■ Task goal:
An exact reproduction of the records is required, with all pictures omitted.

*** Excerpted records ***

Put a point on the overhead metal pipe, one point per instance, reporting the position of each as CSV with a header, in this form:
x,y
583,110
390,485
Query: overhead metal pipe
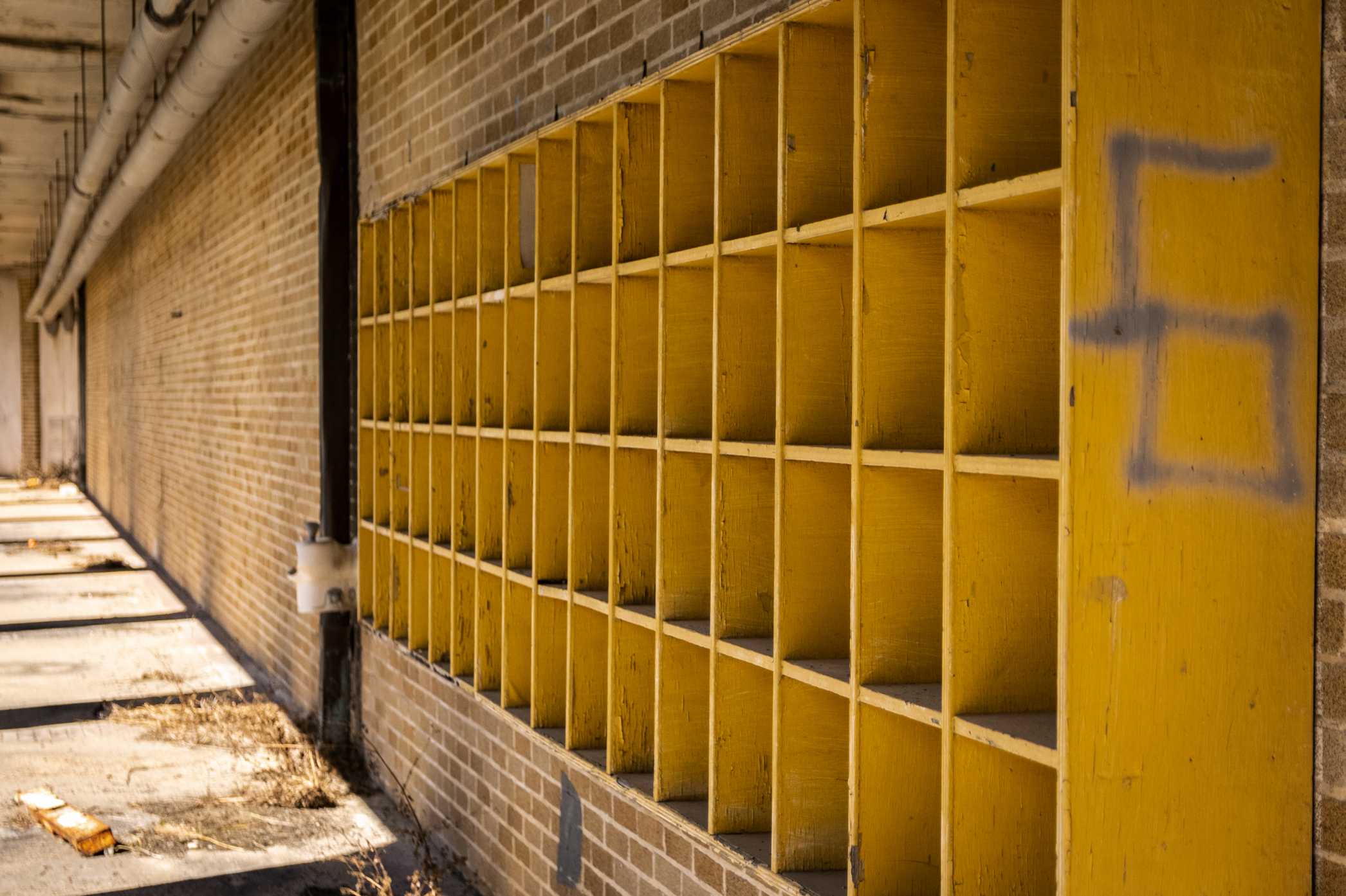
x,y
145,54
232,33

*** End of Excerpted records ***

■ Written response:
Put a point on the overhead metal pipe, one point per instance, reporting the position of each as CSV with a header, in this form:
x,y
583,110
390,485
Query: overhead metal pipe
x,y
145,54
232,33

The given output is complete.